*** Opening of PASSAGE FOR REVIEW ***
Instead of blowing up the Inboxes of all my contacts, I decided to blog about it. 

NOTE: I removed all the "please forward" and "keep this going" directives. I just wanted to share something that touched my heart. 

The smell of rain 
Author Unkown

A cold March wind danced around the dead of night in Dallas as the doctor walked into the small hospital room of Diana Blessing. She was still groggy from surgery.

Her husband, David, held her hand as they braced themselves for the latest news.

That afternoon of March 10, 1991 , complications had forced Diana, only 24-weeks pregnant, to undergo an emergency Cesarean to deliver couple's new daughter, Dana Lu Blessing.

At 12 inches long and weighing only one pound nine ounces, they already knew she was perilously premature.

Still, the doctor's soft words dropped like bombs.

"I don't think she's going to make it," he said, as kindly as he could.

'There's only a 10-percent chance she will live through the night, and even then, if by some slim chance she does make it, her future could be a very cruel one'

Numb with disbelief, David and Diana listened as the doctor described the devastating problems Dana would likely face if she survived.
*** Close of PASSAGE FOR REVIEW ***
> **TASK TO CARRY OUT**:
Render this sentence from the story "The smell of rain" in Spanish: "Her husband, David, held her hand as they braced themselves for the latest news." Nothing in the listing is required for the work on this text.
*** Opening of DATASET CONTENT ***
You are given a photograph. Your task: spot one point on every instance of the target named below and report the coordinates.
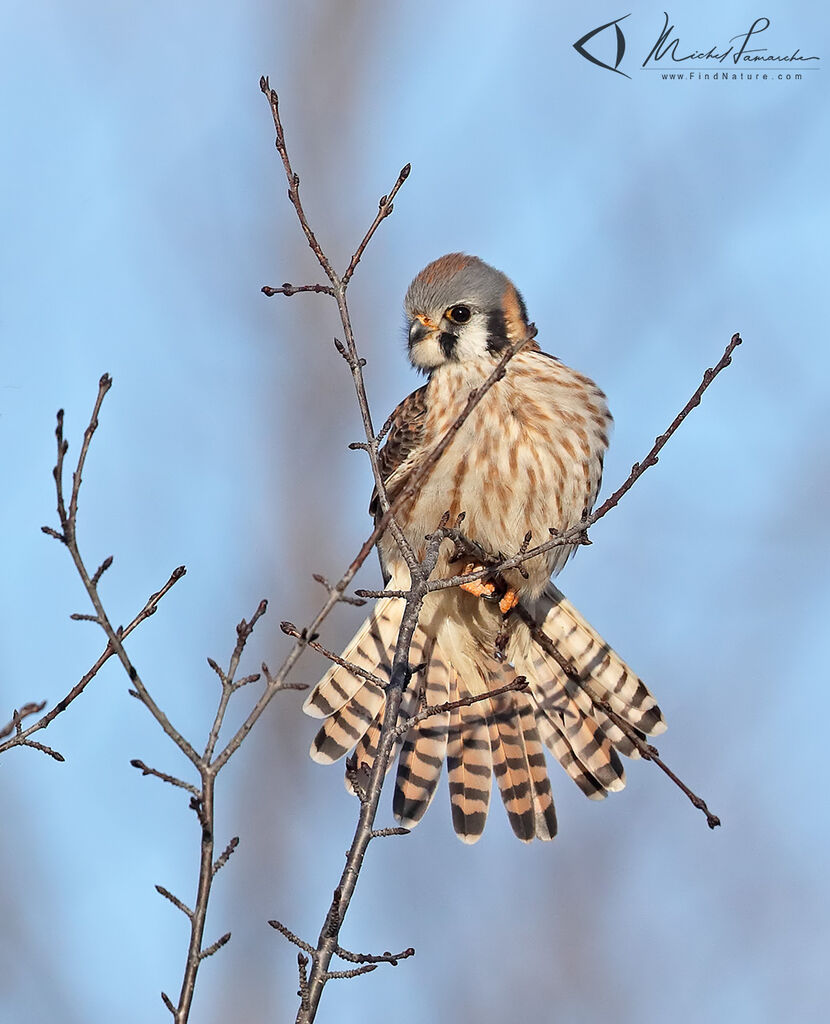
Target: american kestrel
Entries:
(528, 458)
*** Close of DATASET CONTENT ***
> **RESULT OF THIS TASK**:
Su esposo, David, le sostenía la mano mientras se preparaban para recibir las últimas noticias.